[Records of labeled boxes]
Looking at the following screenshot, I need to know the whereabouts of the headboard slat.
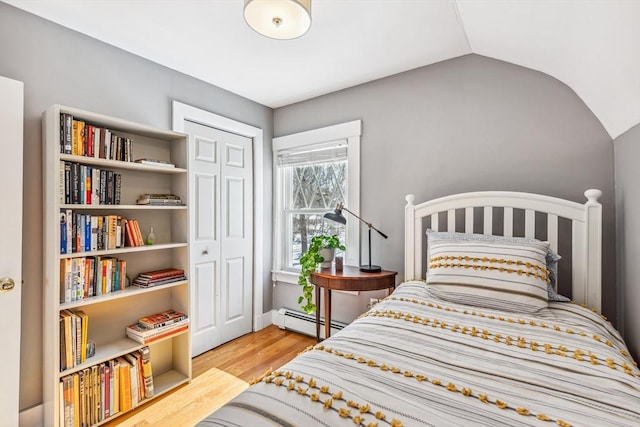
[504,207,513,237]
[524,209,536,239]
[447,209,456,233]
[482,206,493,234]
[547,214,558,252]
[464,207,473,233]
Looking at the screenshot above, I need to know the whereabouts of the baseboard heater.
[274,308,347,338]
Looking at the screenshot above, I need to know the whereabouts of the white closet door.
[216,130,253,343]
[185,122,253,356]
[0,76,23,426]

Given task → Locate every line in the entries above that contains the string "need", matching case exactly, and copy each of those lines in full.

Output for this task →
Looking at the following screenshot, I need to know the whereabouts of the headboard slat.
Looking at the screenshot above, I need to know the whereabouts of the baseboard heater.
Looking at the screenshot above, I need to know the whereabouts of the white closet door.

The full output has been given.